*** Data excerpts Section Begins ***
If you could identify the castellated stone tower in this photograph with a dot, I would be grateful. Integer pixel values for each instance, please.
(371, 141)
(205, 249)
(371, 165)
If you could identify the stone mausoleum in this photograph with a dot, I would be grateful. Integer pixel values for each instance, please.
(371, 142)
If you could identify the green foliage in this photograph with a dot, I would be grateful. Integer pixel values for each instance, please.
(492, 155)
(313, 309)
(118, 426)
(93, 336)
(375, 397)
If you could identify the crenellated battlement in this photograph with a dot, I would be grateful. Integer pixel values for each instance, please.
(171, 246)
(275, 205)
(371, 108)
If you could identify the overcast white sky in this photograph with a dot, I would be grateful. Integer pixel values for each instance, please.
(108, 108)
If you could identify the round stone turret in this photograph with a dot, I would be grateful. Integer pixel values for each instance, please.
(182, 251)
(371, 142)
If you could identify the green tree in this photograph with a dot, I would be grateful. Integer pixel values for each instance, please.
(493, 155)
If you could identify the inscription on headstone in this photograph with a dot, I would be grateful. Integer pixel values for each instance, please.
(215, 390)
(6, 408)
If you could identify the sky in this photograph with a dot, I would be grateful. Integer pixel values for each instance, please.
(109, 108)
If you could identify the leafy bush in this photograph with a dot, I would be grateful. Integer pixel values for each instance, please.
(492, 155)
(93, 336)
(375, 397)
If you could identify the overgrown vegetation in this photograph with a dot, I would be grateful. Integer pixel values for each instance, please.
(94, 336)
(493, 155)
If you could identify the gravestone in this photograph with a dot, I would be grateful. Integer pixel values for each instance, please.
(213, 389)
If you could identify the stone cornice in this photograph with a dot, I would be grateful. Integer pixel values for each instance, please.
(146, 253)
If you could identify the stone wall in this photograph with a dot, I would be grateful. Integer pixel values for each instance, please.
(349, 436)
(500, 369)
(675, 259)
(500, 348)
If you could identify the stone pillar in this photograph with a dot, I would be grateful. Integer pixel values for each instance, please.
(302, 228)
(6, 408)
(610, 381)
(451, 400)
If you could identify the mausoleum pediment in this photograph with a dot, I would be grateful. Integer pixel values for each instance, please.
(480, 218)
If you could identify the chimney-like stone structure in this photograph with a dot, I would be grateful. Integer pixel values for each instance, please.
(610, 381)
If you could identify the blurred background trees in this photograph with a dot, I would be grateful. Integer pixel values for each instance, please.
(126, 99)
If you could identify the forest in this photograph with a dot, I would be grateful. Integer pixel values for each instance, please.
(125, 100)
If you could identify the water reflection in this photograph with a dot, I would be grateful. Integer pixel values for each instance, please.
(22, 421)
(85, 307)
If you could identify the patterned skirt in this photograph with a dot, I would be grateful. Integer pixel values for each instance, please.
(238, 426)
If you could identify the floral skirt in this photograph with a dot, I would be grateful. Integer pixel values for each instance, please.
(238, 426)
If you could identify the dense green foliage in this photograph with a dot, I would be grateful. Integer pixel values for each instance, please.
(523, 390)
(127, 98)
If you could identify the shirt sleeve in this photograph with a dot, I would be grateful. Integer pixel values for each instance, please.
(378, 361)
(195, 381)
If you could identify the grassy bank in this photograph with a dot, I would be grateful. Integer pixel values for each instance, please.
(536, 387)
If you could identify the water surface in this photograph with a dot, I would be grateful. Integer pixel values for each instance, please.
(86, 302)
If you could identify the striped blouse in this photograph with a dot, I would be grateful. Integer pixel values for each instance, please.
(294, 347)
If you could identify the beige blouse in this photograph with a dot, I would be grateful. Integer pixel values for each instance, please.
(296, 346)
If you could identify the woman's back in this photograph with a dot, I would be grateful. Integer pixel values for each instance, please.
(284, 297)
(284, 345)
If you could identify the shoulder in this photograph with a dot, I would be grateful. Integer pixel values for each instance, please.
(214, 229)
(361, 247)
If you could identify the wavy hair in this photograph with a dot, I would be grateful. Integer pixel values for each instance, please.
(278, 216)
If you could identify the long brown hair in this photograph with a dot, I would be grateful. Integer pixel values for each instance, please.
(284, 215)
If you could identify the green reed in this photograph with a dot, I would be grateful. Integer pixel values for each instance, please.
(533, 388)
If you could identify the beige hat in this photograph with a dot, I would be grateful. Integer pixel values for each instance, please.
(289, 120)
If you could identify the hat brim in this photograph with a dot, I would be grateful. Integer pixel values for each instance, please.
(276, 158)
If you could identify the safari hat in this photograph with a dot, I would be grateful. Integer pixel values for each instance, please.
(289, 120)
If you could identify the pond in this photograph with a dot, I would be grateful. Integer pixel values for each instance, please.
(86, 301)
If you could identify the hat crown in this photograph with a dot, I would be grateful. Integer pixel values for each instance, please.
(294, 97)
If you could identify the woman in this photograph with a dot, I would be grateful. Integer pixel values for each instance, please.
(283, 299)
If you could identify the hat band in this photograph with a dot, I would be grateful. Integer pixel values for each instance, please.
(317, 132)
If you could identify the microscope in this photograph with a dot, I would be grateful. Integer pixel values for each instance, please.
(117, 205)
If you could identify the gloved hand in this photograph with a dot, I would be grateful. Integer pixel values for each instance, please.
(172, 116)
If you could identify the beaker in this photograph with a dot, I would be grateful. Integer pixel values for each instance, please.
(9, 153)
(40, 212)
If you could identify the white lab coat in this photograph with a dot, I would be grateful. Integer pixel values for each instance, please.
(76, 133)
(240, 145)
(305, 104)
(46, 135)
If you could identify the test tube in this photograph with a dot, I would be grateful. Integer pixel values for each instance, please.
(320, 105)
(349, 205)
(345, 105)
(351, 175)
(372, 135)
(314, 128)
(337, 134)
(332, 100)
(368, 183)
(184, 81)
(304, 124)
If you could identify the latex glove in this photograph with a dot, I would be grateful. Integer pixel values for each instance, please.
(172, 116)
*** Data excerpts Section Ends ***
» To do
Nothing in the entries should be left out; please reproduce them all exactly.

» Result of the exercise
If you could identify the castellated stone tower in this photograph with a dot, I would be grateful. Integer pixel values for each instance, please.
(371, 141)
(205, 249)
(371, 165)
If you could identify the stone mausoleum in this photograph with a dot, I would be grateful. Integer pixel values for each instance, please.
(371, 142)
If you could identify the green foliage in this photograph with a dot, I would be grateful. Integer pixel values for each instance, please.
(492, 155)
(313, 309)
(118, 426)
(93, 336)
(375, 397)
If you could identify the crenellated battlement in this photograph with a dot, I would be grateful. Integer pixel values for each instance, please.
(171, 246)
(275, 205)
(371, 108)
If you could identify the overcast white sky in this photograph with a dot, I would be grateful. Integer pixel values for each instance, please.
(108, 108)
If you could identify the round stone turret in this photograph with a dot, I would be grateful. Integer pixel values for each instance, please.
(182, 251)
(371, 142)
If you could identify the green tree in this photograph with a dot, I would be grateful. Integer pixel values for each instance, please.
(493, 155)
If you could identify the inscription on headstone in this photograph with a dot, I would be grateful. Integer pixel values for each instance, please.
(215, 390)
(6, 408)
If you could identify the sky in this photograph with a dot, I would be grateful. Integer pixel values for each instance, please.
(109, 108)
If you could identify the leafy bush in this photograph with a dot, I would be grateful. Integer pixel values for each instance, please.
(492, 155)
(93, 336)
(375, 397)
If you could identify the overgrown vegetation in this photograph with a dot, I would be grateful. Integer pixel values for each instance, please.
(94, 336)
(493, 155)
If you could identify the gravestone in this photograph with a dot, I would be grateful. Integer pixel values for each instance, please.
(213, 389)
If you could identify the stone cornice in this photograph with a dot, I would be grateful. Integer pixel values for each instance, please.
(146, 253)
If you could identify the stone wall in this photograph with a dot, I would be grateful. Integer pixel values for each instance, please.
(349, 436)
(500, 369)
(675, 259)
(500, 348)
If you could identify the stone pillar in this photograph with a dot, I would be grateful. Integer pixel values for each instance, please.
(302, 228)
(6, 408)
(610, 381)
(451, 400)
If you could identify the mausoleum pediment in this photograph with a dot, I would be grateful. Integer pixel values for each instance, please.
(480, 218)
If you could identify the chimney-like stone structure in this photograph with a dot, I would be grateful. Integer pixel values for each instance, please.
(610, 381)
If you could identify the blurred background trees in this photograph with a dot, I would be grateful. Integer pixel values for each instance, please.
(126, 99)
If you could identify the forest in this photograph with a dot, I would be grateful. Integer pixel values for each instance, please.
(125, 100)
If you could identify the water reflection in this photograph with a dot, I would be grateful. Integer pixel values for each instance, please.
(22, 421)
(85, 307)
If you could identify the patterned skirt in this photograph with a dot, I would be grateful. Integer pixel values for each instance, please.
(238, 426)
If you could identify the floral skirt in this photograph with a dot, I would be grateful. Integer pixel values for each instance, please.
(238, 426)
If you could identify the dense green foliage in this photograph with a dot, I would be grateful. Integer pixel values for each instance, please.
(523, 390)
(127, 98)
If you could identify the shirt sleeve in this photograph with a dot, I would be grateful. Integer pixel values for each instance, please.
(378, 361)
(195, 381)
If you could identify the grassy bank in this photograph with a dot, I would be grateful. Integer pixel values for each instance, please.
(536, 387)
If you could identify the water surface in this photograph with a dot, I would be grateful. Integer pixel values for each instance, please.
(86, 302)
If you could identify the striped blouse in this photograph with a dot, I would be grateful. Integer pixel values for each instance, please.
(294, 347)
If you could identify the beige blouse in this photograph with a dot, I would be grateful. Integer pixel values for each instance, please.
(296, 346)
If you could identify the woman's back in this photograph with a dot, I would be grateful. Integer pixel values for each instance, please.
(284, 297)
(284, 345)
If you could identify the shoulder in this photograph with a dot, I would be grateful. Integer pixel values for each instance, please.
(214, 229)
(361, 247)
If you could identify the wavy hair in this photograph with a dot, I would be grateful. Integer pixel values for each instance, please.
(278, 216)
If you could identify the long brown hair in this photograph with a dot, I would be grateful. Integer pixel values for each instance, please.
(284, 215)
If you could identify the green reed in this photograph with a dot, I would be grateful. Integer pixel values for each instance, please.
(533, 388)
If you could identify the beige hat in this photograph with a dot, I would be grateful. Integer pixel values for each instance, please.
(289, 120)
If you could identify the hat brim in this photograph with a dot, I would be grateful. Integer pixel values for each instance, please.
(276, 158)
If you could identify the safari hat in this photograph with a dot, I would be grateful. Integer pixel values for each instance, please.
(289, 120)
If you could identify the pond in this photograph with a dot, I would be grateful. Integer pixel values for each instance, please.
(86, 301)
If you could identify the hat crown in this photograph with a dot, I would be grateful. Integer pixel values for each instance, please.
(294, 97)
If you could identify the woman in this photograph with a dot, I would be grateful. Integer pixel values for each instance, please.
(283, 299)
If you could identify the hat band in this photograph with a dot, I would be grateful. Integer pixel values for each instance, please.
(317, 132)
If you could identify the microscope in this photograph with a dot, I would be grateful. Integer pixel values for each instance, please.
(117, 205)
If you could identify the gloved hand in this photograph with a dot, I would be grateful. Integer pixel values for each instance, please.
(172, 116)
If you could identify the beaker in this photograph with a dot, I would be grateful. Integer pixel values for each instance, please.
(9, 153)
(40, 212)
If you could identify the white lab coat in this photograph with a dot, I would be grateful. Integer pixel values for each instance, please.
(76, 133)
(240, 145)
(305, 104)
(46, 135)
If you could identify the test tube in this photograph with a dot, I would be grateful. Integer pixel values for each instance, please.
(320, 105)
(349, 205)
(345, 105)
(351, 175)
(372, 135)
(314, 128)
(337, 134)
(332, 100)
(368, 183)
(184, 81)
(304, 124)
If you could identify the latex glove in this photograph with a dot, I would be grateful. Integer pixel values for each instance, please.
(172, 116)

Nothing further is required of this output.